• [Exercise]: Write out the stretch of the passage on Lincoln and the 1848 revolutions from "Those seeking to" through "unjust political arrangements.", word for word.

Lincoln himself hailed the proto-Marxist revolution of 1848 in terms that seem, for him, profoundly odd.
"Any people anywhere, being inclined and having the power, have the right to rise up and shake off the existing government, and form a new one that suits them better," insisted Lincoln in a January 12, 1848 speech. "Nor is this right confined to cases in which the whole people of an existing government may choose to exercise it. Any portion of such people, that can, may revolutionize, and make their own of so much of the territory as they inhabit."


Those seeking to "revolutionize" Europe weren't secessionists content to withdraw from existing political entities and leave others in peace. Their objective, as described by Kennedy and Benson, was to overthrow the existing political order under which they lived, and then consolidate power over larger territories. The objective was to reconstruct society, not merely to withdraw from oppressive, unjust political arrangements.


Germany provided both the best example of this centralizing revolutionary effort and a large supply of failed revolutionaries who migrated to the United States and later joined the struggle to suppress Southern independence. German revolutionaries, in describing their vision, declared that all of Germany -- which at the time was a fractious collection of principalities -- henceforth would be "a united indivisible republic."



Certainly, the revolutionary program appealed to idealistic impulses by promising to free people from arbitrary rule and feudalist institutions. "People were to be freed from local decentralized control," write Kennedy and Benson, only to be "placed instead under centralized authoritarian control" in the name of "Democracy."

• [Entries shown]:
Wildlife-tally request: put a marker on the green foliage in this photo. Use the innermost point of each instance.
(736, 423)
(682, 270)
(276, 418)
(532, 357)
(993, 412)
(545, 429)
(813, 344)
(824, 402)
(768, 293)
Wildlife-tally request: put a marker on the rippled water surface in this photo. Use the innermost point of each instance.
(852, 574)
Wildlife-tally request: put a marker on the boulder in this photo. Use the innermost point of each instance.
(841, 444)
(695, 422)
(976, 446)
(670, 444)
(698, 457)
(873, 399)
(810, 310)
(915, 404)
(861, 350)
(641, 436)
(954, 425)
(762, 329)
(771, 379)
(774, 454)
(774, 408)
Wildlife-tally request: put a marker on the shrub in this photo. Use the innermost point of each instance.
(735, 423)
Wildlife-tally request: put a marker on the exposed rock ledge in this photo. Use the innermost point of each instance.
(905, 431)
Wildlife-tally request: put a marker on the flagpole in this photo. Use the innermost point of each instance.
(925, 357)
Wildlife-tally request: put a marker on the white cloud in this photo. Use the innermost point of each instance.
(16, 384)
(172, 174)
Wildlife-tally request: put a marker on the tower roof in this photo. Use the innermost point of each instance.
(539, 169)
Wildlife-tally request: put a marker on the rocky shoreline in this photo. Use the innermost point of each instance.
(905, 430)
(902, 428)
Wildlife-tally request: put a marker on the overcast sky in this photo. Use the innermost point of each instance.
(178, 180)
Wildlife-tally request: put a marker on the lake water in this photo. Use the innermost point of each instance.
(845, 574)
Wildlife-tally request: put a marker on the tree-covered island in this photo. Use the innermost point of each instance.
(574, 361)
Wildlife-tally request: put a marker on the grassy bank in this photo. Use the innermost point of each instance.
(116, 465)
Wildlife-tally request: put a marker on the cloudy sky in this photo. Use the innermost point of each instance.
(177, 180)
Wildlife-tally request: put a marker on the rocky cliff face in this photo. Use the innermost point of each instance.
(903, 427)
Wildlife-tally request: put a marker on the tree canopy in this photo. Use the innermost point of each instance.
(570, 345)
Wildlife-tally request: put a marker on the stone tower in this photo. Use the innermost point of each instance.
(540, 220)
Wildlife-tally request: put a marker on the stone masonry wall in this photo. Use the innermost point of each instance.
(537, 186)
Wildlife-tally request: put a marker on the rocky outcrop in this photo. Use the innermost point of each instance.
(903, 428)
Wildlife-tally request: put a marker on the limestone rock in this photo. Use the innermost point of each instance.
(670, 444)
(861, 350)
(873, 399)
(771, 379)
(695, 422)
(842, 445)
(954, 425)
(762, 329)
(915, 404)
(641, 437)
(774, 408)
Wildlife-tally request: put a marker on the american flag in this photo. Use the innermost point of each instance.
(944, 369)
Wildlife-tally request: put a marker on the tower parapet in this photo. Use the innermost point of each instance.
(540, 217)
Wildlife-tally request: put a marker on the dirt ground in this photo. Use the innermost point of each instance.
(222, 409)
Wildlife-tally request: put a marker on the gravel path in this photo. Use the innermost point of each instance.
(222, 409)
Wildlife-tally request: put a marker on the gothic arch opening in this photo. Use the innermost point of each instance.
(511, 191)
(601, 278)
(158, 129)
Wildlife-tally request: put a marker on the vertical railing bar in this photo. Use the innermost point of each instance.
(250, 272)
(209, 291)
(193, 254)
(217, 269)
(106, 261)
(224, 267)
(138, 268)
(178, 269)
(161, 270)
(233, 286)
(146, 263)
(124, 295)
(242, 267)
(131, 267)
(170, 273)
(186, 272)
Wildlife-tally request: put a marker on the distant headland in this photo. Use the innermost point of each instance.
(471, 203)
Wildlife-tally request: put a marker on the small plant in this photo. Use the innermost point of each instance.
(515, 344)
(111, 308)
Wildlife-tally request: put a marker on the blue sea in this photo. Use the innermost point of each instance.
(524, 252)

• [Task output]:
Those seeking to "revolutionize" Europe weren't secessionists content to withdraw from existing political entities and leave others in peace. Their objective, as described by Kennedy and Benson, was to overthrow the existing political order under which they lived, and then consolidate power over larger territories. The objective was to reconstruct society, not merely to withdraw from oppressive, unjust political arrangements.